Work item – Each entry must be restated word for word.

Source records –
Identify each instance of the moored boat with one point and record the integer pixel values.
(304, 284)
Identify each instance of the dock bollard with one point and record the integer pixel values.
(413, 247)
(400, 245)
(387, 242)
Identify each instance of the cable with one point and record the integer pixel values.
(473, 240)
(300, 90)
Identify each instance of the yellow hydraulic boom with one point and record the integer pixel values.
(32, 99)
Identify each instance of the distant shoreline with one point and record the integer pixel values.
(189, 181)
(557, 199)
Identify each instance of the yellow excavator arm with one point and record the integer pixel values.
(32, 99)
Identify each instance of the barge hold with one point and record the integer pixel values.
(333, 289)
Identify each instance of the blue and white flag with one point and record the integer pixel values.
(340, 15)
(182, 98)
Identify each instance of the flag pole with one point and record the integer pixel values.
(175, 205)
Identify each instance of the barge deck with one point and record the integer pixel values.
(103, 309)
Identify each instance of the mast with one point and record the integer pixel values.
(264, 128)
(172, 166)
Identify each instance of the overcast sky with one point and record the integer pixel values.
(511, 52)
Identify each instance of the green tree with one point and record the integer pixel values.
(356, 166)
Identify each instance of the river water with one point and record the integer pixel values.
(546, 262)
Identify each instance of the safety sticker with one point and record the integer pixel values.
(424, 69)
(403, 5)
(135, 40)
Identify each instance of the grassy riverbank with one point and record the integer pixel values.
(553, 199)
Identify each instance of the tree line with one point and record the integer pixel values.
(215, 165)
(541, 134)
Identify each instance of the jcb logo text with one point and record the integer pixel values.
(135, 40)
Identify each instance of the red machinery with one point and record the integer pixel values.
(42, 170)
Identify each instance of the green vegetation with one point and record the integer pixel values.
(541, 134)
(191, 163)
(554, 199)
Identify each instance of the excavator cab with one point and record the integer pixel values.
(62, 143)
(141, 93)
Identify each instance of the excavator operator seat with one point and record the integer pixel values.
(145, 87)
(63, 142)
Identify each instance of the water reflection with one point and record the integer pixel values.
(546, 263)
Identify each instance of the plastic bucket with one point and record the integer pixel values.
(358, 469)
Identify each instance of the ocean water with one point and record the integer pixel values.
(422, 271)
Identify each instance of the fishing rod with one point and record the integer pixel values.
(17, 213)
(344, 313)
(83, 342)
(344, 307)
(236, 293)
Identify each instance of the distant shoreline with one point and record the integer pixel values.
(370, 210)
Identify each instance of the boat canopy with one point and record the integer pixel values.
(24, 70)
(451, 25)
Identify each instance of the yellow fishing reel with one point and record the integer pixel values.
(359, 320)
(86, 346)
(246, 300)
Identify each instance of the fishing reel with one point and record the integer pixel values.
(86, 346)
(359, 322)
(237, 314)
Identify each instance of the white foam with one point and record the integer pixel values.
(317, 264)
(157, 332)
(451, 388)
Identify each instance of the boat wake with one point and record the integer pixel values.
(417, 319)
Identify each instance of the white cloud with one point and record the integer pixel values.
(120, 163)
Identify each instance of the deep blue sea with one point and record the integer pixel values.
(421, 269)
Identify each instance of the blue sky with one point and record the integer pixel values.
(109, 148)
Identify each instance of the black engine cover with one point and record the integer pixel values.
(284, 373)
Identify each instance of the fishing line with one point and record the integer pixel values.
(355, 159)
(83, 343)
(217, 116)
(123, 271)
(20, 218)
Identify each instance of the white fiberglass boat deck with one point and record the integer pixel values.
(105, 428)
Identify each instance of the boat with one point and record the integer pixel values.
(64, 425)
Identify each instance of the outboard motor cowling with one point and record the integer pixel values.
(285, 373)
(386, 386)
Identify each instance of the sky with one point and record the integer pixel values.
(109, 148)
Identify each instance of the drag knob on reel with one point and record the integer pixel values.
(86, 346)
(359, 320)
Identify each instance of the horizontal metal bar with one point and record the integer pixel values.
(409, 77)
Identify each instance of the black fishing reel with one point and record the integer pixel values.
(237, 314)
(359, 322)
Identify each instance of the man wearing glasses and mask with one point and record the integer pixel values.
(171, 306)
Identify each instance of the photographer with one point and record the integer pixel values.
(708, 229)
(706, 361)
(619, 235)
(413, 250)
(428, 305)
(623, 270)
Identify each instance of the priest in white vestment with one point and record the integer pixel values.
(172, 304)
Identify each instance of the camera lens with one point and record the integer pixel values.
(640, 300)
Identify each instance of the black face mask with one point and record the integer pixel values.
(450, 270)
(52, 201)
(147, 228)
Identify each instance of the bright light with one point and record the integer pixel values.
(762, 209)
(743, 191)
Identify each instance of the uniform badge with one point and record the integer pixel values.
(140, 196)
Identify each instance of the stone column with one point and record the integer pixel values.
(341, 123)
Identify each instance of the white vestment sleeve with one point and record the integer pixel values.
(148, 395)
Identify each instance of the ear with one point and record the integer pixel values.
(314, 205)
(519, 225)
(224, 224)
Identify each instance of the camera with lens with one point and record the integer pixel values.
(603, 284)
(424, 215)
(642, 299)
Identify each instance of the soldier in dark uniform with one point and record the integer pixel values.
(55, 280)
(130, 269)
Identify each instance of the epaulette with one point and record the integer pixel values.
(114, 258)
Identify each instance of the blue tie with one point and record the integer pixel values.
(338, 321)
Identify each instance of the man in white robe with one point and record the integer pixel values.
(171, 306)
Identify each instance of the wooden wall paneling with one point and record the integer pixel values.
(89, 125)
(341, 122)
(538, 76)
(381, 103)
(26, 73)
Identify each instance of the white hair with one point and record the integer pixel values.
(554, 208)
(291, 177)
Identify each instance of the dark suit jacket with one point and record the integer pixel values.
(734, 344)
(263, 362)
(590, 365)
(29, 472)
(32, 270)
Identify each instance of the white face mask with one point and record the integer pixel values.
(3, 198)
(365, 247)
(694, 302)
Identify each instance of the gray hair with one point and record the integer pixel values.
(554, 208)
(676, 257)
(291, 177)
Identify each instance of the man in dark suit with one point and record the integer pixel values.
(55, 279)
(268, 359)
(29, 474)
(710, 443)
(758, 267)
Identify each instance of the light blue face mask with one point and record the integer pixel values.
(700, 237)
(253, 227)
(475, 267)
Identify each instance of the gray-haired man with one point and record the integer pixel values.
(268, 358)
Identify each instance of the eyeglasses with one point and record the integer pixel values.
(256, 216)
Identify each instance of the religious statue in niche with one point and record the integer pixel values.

Exercise response –
Identify each instance of the moored boat with one point and record the integer pixel values.
(304, 284)
Identify each instance of the dock bollard with one point and record the integer pixel values.
(413, 247)
(400, 245)
(387, 242)
Identify each instance of the cable with one point and record the integer pixel values.
(473, 240)
(300, 90)
Identify each instance of the yellow hydraulic boom with one point and record the integer pixel values.
(32, 99)
Identify each instance of the distant shoreline with one point and record the integer pixel values.
(189, 181)
(557, 199)
Identify each instance of the yellow excavator arm with one point and record the integer pixel values.
(32, 99)
Identify each instance of the barge hold with one point and record the integer pixel values.
(333, 289)
Identify each instance of the blue and white flag with one point and record the integer pixel values.
(340, 15)
(182, 98)
Identify each instance of the flag pole with one point and record the integer pixel values.
(175, 205)
Identify each instance of the barge deck with one point and record the integer pixel values.
(103, 309)
Identify each instance of the mast with one point and record the integer pixel values.
(264, 128)
(172, 166)
Identify each instance of the overcast sky with one point and record the integer pixel values.
(511, 52)
Identify each instance of the green tree with one point and record the integer pixel values.
(356, 166)
Identify each instance of the river water with one point and record the integer pixel values.
(546, 262)
Identify each instance of the safety sticker with one point and record the integer pixel values.
(424, 69)
(403, 5)
(135, 40)
Identify each instance of the grassy riverbank with one point and record the integer pixel values.
(553, 199)
Identify each instance of the tree line with one point and record the integer pixel values.
(215, 165)
(541, 134)
Identify each instance of the jcb logo text with one point and record the integer pixel values.
(135, 40)
Identify each instance of the red machinery with one point and record the integer pixel values.
(42, 170)
Identify each instance of the green vegetation with one point and record the integer pixel values.
(541, 134)
(191, 163)
(554, 199)
Identify each instance of the excavator cab with one point and record the integer pixel values.
(62, 143)
(141, 93)
Identify each instance of the excavator operator seat with one point and record the integer pixel values.
(145, 87)
(63, 142)
Identify each instance of the water reflection with one point and record the integer pixel values.
(546, 263)
Identify each instance of the plastic bucket with one point and record the integer pixel values.
(358, 469)
Identify each instance of the ocean water with one point and record the integer pixel values.
(422, 271)
Identify each instance of the fishing rod with one point and record the integer pixel values.
(17, 213)
(344, 313)
(83, 342)
(344, 307)
(236, 293)
Identify each instance of the distant shoreline with one point and record the integer pixel values.
(370, 210)
Identify each instance of the boat canopy with one point and record the integer pixel values.
(24, 70)
(451, 25)
Identify each instance of the yellow fishing reel with one point and record the integer pixel values.
(359, 320)
(86, 346)
(246, 300)
Identify each instance of the fishing reel with one point and record the integer pixel values.
(86, 346)
(359, 322)
(237, 314)
Identify each instance of the white foam with one point and record the integer pixel values.
(317, 264)
(157, 332)
(451, 388)
Identify each instance of the boat wake with one point and record the integer pixel values.
(417, 319)
Identify each instance of the white cloud with one point and record the integer pixel values.
(120, 163)
Identify each instance of the deep blue sea with one point and record the integer pixel values.
(421, 269)
Identify each instance of the blue sky with one point and record the integer pixel values.
(109, 148)
Identify each instance of the black engine cover with one point and record the integer pixel values.
(284, 373)
Identify each instance of the fishing line with one point and record the integer pixel values.
(355, 159)
(83, 343)
(217, 116)
(123, 271)
(20, 218)
Identify each instance of the white fiberglass boat deck with one point and record the integer pixel values.
(105, 428)
Identify each instance of the boat with one point and record the integer pixel values.
(64, 425)
Identify each instance of the outboard motor cowling with one point and record the integer pixel values.
(285, 373)
(386, 386)
Identify each instance of the sky with one point and record the integer pixel values.
(109, 148)
Identify each instance of the drag knob on reel with one point and record the integer pixel values.
(86, 346)
(359, 320)
Identify each instance of the horizontal metal bar with one point and record the integer pixel values.
(409, 77)
Identify each instance of the black fishing reel with one point and record the integer pixel values.
(237, 314)
(359, 322)
Identify each instance of the man wearing glasses and mask with one point and record the integer pixel values.
(171, 306)
Identify each instance of the photographer with one point and record the integer pixel values.
(708, 229)
(706, 361)
(619, 235)
(413, 250)
(428, 305)
(623, 270)
Identify each instance of the priest in white vestment with one point and record the integer pixel values.
(172, 304)
Identify each instance of the camera lens with one point and record the integer pixel values.
(640, 300)
Identify each instance of the black face mask with one point and record the integer pixel values.
(450, 270)
(52, 201)
(147, 228)
Identify each instance of the bright light with one point and record the integer pixel values.
(762, 209)
(743, 191)
Identify each instance of the uniform badge with one point and record the integer pixel values.
(140, 196)
Identify each instance of the stone column with one point and record the integer pixel values.
(341, 123)
Identify each instance of the white vestment sleeve with one point and record the integer pixel values.
(148, 395)
Identify each instance of the ear with one point and record the integer pixel values.
(314, 205)
(519, 225)
(224, 224)
Identify each instance of the camera with lens with one point and record the integer pixel values.
(603, 284)
(424, 215)
(642, 299)
Identify each instance of the soldier in dark uniform with one point and record the integer pixel values.
(55, 280)
(130, 269)
Identify each instance of the epaulette with one point and record the integer pixel values.
(114, 258)
Identify each instance of the blue tie with one point and record the integer pixel values.
(338, 321)
Identify each instance of the man in white robe with one point and record the integer pixel values.
(171, 306)
Identify each instance of the wooden wall paneling with one point and record the integer pixel values.
(89, 125)
(341, 122)
(538, 76)
(381, 103)
(26, 73)
Identify each instance of the white hair with one point and record the integer pixel values.
(554, 208)
(291, 177)
Identify each instance of the dark suit jacket with one point and record the integer pixel values.
(734, 344)
(263, 362)
(590, 365)
(29, 472)
(32, 270)
Identify each instance of the white face mask with one point and record the integer pixel values.
(3, 198)
(365, 247)
(694, 302)
Identify each instance of the gray hair with one point and record the integer pixel values.
(554, 208)
(676, 257)
(291, 177)
Identify each instance of the man in dark suit with one point and record the integer pixel values.
(55, 279)
(268, 359)
(29, 474)
(710, 443)
(758, 267)
Identify each instance of the light blue face mask with one point and record the integer pixel values.
(700, 237)
(253, 227)
(475, 267)
Identify each instance of the gray-haired man with one point and record the integer pixel values.
(268, 358)
Identify each instance of the eyeglasses with one point and record the integer pixel values.
(256, 216)
Identify each instance of the religious statue in niche with one point and record the integer pixel values.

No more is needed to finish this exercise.